### PROVIDED DATA
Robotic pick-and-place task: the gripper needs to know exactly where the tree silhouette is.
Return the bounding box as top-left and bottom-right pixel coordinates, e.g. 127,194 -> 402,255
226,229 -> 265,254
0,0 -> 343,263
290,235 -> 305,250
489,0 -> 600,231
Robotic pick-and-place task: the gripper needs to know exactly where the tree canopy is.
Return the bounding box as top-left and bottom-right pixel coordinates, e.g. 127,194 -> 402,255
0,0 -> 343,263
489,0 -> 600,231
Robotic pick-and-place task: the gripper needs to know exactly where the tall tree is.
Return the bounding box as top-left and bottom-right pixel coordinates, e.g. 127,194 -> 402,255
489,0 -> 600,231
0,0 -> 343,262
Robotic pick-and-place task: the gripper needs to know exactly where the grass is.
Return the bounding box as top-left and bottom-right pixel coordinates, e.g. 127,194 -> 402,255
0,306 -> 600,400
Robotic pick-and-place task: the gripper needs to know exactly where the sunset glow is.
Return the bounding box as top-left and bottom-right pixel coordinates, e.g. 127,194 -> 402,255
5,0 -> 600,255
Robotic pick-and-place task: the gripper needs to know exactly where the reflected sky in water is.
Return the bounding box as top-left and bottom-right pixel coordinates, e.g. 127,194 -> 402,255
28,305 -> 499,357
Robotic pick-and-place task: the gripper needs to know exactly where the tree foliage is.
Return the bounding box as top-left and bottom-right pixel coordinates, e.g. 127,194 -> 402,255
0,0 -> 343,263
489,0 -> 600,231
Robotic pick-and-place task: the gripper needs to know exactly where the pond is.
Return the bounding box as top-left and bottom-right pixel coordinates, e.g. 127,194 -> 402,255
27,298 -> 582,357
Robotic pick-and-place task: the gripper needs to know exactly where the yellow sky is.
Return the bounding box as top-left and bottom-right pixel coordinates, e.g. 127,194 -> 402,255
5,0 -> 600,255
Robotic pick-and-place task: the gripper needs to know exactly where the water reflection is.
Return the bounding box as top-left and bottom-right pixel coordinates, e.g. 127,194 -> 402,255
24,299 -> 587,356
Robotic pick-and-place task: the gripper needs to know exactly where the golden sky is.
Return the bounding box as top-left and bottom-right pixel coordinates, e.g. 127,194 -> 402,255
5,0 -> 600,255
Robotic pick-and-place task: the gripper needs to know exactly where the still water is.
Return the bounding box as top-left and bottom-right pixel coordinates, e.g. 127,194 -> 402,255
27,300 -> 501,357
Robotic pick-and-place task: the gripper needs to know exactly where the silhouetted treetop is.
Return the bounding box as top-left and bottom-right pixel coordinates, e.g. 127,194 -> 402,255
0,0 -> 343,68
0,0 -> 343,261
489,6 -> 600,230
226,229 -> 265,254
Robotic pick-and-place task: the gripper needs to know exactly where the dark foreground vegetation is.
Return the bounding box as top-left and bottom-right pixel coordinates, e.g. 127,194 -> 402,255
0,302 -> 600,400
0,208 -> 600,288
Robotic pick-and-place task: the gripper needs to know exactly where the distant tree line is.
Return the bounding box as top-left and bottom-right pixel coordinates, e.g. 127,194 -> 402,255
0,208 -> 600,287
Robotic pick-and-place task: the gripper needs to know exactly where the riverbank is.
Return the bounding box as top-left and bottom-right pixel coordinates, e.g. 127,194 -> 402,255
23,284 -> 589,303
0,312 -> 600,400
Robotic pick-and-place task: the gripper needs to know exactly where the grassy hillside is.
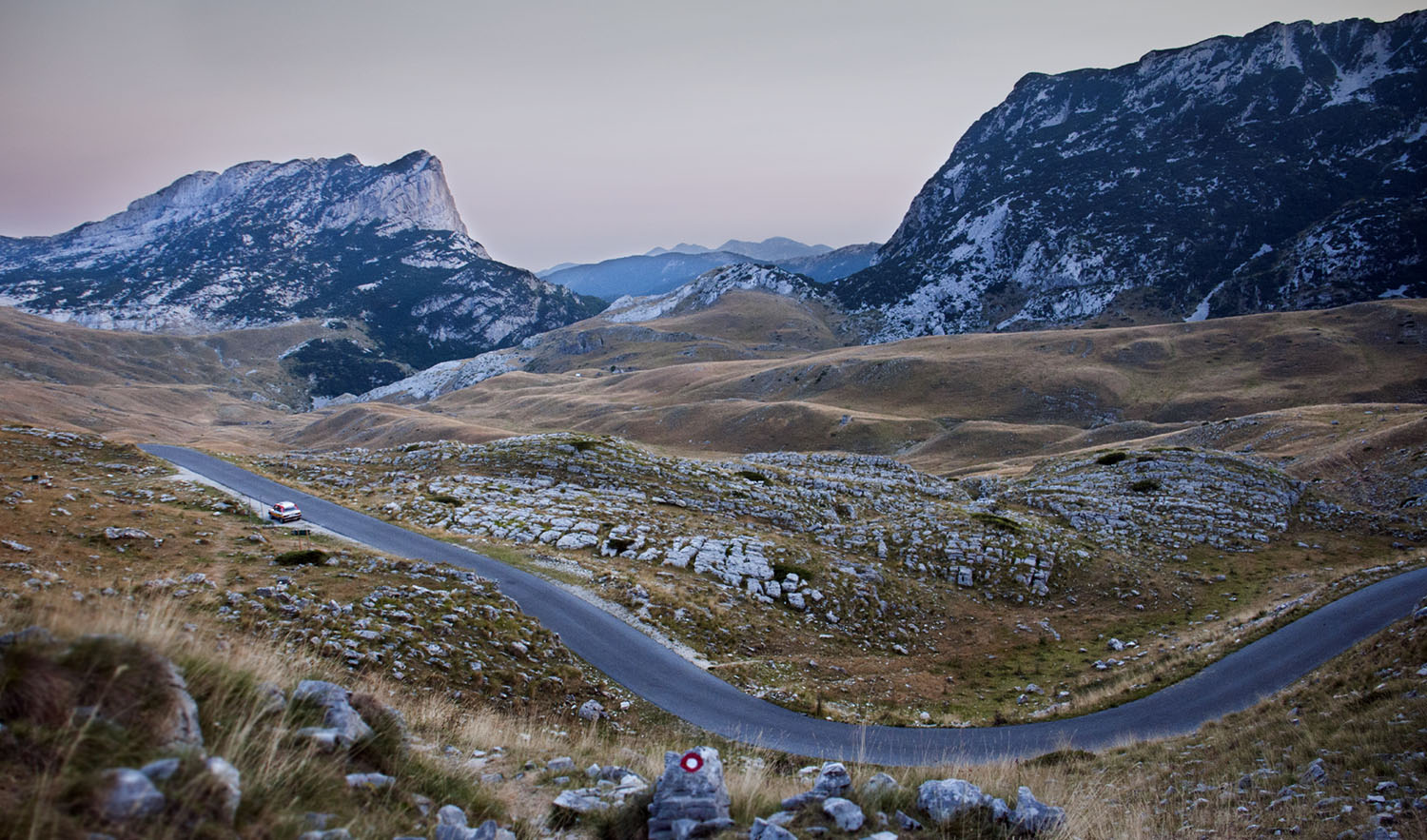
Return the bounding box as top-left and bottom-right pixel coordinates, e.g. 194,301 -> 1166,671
290,300 -> 1427,471
0,431 -> 1427,840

### WHAT NEEDS TO BE DONE
Extract every line of the data above verbatim, omitting the picture.

### WORKED SOLUTION
Robotic pick-and-place task: the gripper needs to know exactly where the tree silhouette is.
Return the bounding box as top-left and bottom-right pixel coordinates, e.g. 127,194 -> 402,255
226,229 -> 265,254
0,0 -> 343,263
290,235 -> 305,250
489,0 -> 600,231
Robotic pick-and-place task: the gripper needs to know exactly where the tree canopy is.
Return the bounding box as top-left and bottom-right pixel coordinates, e.g. 127,194 -> 402,255
0,0 -> 343,263
489,0 -> 600,231
Robotic pick-and-place task: the gripper needs to know exactly where the tall tree is.
Return the bounding box as top-left and bottom-right pixel coordinates, e.g. 127,194 -> 402,255
489,0 -> 600,231
0,0 -> 343,262
Robotic pick-and-place task: the gripper needs to know exactly where the grass is.
Return the bounding box as top-left and bottom-right pixel coordinates, e.g. 127,194 -> 402,255
0,306 -> 600,400
Robotic pick-and-place task: the gripper needs to know exactly where the sunset glow is.
Return the bounding box as top-left and bottom-right pixel coordinates, e.g. 127,194 -> 402,255
5,0 -> 600,255
Robotic pick-and-place task: the gripper needs to know exactly where the reflected sky in water is.
Return the bounding box as top-left and bottom-right pixel coordinates, e.g. 127,194 -> 402,255
28,305 -> 499,357
Robotic pick-and-place task: the gripper needs to know exactly where the tree foliage is.
Return the bounding box as top-left and bottom-right pixel coordinates, e.g. 127,194 -> 402,255
0,0 -> 343,263
489,0 -> 600,231
Robotic pick-and-place task: the gripper needs to know exactly where the pond is.
Return the bounding box as top-left and bottom-right pixel coordinates, e.g. 127,194 -> 402,255
27,298 -> 582,357
Robotic pick-and-place task: the gripper needs to know exactly where the yellow sky is.
Return the bounding box as top-left and bottom-right pixel coordinates, e.g. 127,194 -> 402,255
5,0 -> 600,255
Robotic pick-and-place task: the gripper needs to know exactly where the water reflection is.
Return the bounding box as top-left and bottom-right pixel coordinates, e.g. 127,194 -> 402,255
24,299 -> 587,356
Robotic pick-and-place task: the gripper needs to know exactly where the golden sky is.
Return the bounding box as top-left and bottom-right pixel coordinates, e.g. 127,194 -> 402,255
5,0 -> 600,255
Robotic pick-and-place task: the gripper needs to know exactly where the still water is.
Return the bounding box as top-left and bottom-right pixel coordinates, e.g. 127,194 -> 402,255
27,300 -> 501,357
Robotic pick-and-place task: the gripper needs to know exactly where the silhouetted treetop is.
Return the bounding box as top-left and bottom-right pixel coordinates, e.g. 127,194 -> 402,255
0,0 -> 343,68
0,0 -> 343,261
489,6 -> 600,230
226,229 -> 265,254
Robotic pick-and-place task: the gripper needs to know exactly where the dark foreground vegetation is.
Return the bounding box as top-left and bottom-right pixel coordinates, e.g. 127,194 -> 402,255
0,302 -> 600,400
0,208 -> 600,288
Robotic pick-and-place task: the gripper needs to know exactly where the distant tree line is.
Return the bounding box as top-left and bottom-right pixel coordinates, e.g. 127,194 -> 402,255
0,208 -> 600,287
Robotic pick-and-place task: the gripper needs to know exactly where the riverbank is.
Return the bounding box as top-left and bottom-right pixel coordinates, e.g. 127,194 -> 402,255
23,284 -> 589,303
0,312 -> 600,400
Robotic pick-and-place task: the gripper needs to know exactly where the grassy hillside is.
Return the bounding box as top-left and bottom-right pixel coordinates, e.g. 194,301 -> 1166,671
290,300 -> 1427,471
0,431 -> 1427,840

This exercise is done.